Given passage:
— Begin —

-
Notifications
You must be signed in to change notification settings - Fork 44
7. Monitoring with Prometheus and Grafana
Grafana and Prometheus are critical, complementary tools for modern infrastructure and software monitoring. Prometheus, an open-source system, collects and stores metrics from various sources in a time-series database, with a default 15-day retention period. While Prometheus offers basic querying capabilities, its primary function is data collection and storage. Grafana, on the other hand, provides a user-friendly web interface for visualizing this data. It connects to Prometheus, uses PromQL (Prometheus Query Language) to query the stored metrics, and presents the information in customizable dashboards. Together, they form a powerful solution for comprehensive monitoring and data visualization in software environments.
This documentation covers installation, configuration, dashboard creation, alerting, and best practices for maintaining this monitoring setup.
- Install and Configure Prometheus and Grafana
- Create and Configure Grafana Dashboards.
- Setting up alerts.
- Ensuring proper data retention and access control.
- Step 1: Download Prometheus
PROMETHEUS_VERSION="2.53.1"
wget [https://github.com/prometheus/prometheus/releases/download/v${PROMETHEUS_VERSION}/prometheus-${PROMETHEUS_VERSION}.linux-amd64.tar.gz](https://github.com/prometheus/prometheus/releases/download/v$%7BPROMETHEUS_VERSION%7D/prometheus-$%7BPROMETHEUS_VERSION%7D.linux-amd64.tar.gz)
-
Check for the latest version on the Prometheus website.

— End —

Given records:

— Begin —

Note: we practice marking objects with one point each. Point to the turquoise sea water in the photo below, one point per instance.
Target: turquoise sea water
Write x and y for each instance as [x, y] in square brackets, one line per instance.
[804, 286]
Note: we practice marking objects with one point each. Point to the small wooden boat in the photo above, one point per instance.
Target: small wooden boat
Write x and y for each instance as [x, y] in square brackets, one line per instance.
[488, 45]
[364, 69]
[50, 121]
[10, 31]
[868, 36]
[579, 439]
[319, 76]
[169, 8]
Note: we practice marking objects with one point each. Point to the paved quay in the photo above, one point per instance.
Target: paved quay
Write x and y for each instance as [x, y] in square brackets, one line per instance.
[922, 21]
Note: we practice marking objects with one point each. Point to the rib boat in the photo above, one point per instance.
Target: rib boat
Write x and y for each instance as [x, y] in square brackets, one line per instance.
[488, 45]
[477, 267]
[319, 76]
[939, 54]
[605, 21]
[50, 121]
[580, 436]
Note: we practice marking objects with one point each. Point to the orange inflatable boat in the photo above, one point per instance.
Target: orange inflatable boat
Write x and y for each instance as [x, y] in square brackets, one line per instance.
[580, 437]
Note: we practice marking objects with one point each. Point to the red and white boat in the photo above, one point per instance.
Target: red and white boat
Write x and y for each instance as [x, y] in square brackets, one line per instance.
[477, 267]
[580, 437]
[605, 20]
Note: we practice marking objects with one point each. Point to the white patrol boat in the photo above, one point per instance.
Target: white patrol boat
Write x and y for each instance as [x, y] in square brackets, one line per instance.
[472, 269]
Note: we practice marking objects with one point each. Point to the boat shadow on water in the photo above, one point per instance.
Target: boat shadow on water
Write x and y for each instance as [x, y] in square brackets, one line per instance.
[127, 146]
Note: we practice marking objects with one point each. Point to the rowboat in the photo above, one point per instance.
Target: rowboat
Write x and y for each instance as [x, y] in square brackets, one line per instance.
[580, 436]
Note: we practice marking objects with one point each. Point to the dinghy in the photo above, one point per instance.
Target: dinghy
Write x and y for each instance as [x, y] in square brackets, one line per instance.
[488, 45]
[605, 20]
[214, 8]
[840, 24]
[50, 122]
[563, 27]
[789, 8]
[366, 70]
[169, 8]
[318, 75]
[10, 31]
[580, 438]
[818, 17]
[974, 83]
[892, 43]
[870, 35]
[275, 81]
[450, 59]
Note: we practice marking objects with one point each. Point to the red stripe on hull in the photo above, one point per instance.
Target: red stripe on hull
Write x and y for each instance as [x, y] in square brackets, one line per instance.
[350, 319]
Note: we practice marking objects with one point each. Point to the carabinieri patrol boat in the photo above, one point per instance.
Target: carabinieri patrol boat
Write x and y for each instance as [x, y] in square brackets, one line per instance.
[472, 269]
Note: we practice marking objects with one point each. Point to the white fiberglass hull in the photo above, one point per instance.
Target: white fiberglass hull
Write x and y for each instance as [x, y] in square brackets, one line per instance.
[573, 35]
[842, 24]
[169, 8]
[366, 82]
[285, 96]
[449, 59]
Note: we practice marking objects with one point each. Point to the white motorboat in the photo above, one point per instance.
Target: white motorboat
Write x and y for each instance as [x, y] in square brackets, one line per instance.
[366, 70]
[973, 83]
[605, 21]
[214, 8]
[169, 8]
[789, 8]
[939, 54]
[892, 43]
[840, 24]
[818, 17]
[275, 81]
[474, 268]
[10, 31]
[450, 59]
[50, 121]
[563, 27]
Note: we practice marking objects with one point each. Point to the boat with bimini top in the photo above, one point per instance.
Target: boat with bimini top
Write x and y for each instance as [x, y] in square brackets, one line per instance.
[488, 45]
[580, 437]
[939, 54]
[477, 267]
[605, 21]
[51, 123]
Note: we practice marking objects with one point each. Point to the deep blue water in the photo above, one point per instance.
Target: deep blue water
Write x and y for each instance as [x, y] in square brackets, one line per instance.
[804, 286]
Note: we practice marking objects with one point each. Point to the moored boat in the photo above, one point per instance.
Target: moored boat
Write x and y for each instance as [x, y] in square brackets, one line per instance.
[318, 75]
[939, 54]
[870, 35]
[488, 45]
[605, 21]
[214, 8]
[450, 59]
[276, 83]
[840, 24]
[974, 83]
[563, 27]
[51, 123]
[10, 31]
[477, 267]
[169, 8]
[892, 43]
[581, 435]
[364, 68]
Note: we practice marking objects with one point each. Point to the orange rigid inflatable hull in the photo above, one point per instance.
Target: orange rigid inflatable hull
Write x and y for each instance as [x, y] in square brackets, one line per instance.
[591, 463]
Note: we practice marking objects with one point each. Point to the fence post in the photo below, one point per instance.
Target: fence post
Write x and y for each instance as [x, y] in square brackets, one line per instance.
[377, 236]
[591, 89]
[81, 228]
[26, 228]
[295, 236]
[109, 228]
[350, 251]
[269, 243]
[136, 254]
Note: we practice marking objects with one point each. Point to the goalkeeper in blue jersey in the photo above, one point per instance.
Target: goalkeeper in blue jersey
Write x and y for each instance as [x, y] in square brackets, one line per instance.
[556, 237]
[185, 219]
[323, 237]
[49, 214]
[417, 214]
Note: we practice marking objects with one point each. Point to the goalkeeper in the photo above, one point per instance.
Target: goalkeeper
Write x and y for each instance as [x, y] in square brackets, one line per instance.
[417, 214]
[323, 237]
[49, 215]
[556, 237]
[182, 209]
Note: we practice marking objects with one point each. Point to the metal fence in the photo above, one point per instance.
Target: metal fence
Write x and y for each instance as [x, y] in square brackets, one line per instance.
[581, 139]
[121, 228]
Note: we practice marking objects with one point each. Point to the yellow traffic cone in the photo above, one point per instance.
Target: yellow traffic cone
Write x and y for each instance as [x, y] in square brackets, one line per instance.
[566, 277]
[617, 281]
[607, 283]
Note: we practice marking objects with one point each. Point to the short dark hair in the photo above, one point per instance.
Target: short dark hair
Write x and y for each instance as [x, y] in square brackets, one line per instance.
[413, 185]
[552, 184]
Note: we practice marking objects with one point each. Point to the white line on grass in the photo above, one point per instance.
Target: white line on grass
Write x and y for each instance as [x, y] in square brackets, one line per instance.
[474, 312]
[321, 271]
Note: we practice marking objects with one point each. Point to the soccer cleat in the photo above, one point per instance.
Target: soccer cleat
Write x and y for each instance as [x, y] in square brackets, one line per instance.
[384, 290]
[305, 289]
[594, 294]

— End —

Challenge:
In the page on monitoring with Prometheus and Grafana, what is the default retention period for metrics stored by Prometheus?

Task response:
15 days.